Excerpts from a dataset
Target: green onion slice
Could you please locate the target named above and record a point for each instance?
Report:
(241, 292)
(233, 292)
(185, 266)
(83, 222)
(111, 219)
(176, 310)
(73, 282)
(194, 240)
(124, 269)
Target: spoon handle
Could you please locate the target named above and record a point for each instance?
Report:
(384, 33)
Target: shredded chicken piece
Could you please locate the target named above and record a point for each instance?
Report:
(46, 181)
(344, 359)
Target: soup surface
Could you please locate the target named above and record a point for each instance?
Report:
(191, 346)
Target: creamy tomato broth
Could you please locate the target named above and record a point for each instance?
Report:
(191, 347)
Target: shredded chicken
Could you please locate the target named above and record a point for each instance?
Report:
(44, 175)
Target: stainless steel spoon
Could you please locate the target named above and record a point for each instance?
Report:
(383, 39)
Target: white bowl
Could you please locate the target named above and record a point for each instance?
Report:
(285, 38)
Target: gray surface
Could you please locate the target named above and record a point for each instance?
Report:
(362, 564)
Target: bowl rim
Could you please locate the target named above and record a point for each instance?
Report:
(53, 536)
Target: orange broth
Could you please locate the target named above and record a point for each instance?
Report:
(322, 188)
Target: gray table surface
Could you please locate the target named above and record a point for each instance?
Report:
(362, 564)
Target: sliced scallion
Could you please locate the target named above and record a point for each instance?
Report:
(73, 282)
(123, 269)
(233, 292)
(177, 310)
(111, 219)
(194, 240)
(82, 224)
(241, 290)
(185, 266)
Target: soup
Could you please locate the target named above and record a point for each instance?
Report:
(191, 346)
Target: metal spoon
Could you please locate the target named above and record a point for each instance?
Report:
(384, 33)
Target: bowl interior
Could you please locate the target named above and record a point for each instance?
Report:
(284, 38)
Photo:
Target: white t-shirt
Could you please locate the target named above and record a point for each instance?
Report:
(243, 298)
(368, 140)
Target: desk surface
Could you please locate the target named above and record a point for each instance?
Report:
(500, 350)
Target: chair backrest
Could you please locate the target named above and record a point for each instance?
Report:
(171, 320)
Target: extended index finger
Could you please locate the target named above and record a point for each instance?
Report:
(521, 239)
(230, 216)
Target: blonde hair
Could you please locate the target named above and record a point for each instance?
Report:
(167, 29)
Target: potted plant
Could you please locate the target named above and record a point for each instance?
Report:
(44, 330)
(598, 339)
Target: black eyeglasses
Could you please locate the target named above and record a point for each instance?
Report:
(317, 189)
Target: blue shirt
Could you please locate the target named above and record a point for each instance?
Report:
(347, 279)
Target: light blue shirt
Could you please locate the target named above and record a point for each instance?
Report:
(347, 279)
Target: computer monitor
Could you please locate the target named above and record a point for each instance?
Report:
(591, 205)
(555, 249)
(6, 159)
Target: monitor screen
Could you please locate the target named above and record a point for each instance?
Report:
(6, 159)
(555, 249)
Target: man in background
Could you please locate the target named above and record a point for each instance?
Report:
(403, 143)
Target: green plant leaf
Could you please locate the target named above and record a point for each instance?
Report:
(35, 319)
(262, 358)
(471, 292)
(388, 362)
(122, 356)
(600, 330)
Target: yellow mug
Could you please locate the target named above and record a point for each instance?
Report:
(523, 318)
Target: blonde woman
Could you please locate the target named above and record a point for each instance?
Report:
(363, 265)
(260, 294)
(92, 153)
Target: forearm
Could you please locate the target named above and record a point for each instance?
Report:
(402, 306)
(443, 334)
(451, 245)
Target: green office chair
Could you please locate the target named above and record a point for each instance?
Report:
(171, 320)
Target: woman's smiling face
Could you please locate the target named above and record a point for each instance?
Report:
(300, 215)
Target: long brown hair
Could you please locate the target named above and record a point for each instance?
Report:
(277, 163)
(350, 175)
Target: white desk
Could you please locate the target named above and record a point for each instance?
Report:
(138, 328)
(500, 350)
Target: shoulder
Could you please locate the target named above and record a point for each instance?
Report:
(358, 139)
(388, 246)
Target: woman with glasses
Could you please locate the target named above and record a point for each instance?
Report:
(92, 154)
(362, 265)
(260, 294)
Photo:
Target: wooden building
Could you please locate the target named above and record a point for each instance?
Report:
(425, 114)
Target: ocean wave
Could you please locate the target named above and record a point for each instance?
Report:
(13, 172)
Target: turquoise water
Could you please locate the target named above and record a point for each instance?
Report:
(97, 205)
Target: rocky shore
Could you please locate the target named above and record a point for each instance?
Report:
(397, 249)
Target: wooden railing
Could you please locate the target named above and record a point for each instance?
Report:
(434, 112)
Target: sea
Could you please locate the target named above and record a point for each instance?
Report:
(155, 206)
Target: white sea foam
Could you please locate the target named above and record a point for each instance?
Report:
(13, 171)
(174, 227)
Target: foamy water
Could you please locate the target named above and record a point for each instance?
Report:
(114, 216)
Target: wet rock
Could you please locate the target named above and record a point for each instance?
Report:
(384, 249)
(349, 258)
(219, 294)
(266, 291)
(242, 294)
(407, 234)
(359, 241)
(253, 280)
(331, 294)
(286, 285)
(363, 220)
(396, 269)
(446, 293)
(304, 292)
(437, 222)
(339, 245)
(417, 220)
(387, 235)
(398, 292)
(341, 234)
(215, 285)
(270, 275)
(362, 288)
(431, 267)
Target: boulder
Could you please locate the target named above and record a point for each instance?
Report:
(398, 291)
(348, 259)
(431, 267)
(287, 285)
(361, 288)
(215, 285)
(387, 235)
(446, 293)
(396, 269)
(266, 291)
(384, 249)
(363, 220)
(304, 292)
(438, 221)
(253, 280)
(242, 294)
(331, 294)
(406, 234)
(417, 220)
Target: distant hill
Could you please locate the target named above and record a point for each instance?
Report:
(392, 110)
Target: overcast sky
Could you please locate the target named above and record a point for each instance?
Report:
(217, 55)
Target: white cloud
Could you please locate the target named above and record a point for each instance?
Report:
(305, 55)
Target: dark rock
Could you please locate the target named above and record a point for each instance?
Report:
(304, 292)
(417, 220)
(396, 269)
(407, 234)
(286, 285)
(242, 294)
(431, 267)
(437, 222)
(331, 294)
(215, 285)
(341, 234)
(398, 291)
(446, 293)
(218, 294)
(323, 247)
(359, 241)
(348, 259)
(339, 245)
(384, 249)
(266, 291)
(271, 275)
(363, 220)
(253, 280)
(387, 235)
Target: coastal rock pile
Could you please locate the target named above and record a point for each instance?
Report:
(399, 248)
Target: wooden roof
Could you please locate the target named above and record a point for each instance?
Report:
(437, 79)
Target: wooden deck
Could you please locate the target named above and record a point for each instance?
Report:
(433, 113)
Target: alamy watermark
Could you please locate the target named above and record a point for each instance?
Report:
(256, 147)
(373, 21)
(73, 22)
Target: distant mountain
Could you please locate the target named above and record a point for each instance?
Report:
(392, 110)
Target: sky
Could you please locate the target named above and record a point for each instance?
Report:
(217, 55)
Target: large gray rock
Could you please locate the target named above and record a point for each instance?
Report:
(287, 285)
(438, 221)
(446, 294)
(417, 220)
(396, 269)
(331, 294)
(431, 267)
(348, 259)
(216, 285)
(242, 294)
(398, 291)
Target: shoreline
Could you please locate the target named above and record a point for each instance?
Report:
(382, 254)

> **Task requirements**: The expected result is a copy of each line in the records where "white" appears.

> **Answer box**:
Target: white bowl
Target: white t-shirt
Target: white desk
Target: white sea foam
Target: white cloud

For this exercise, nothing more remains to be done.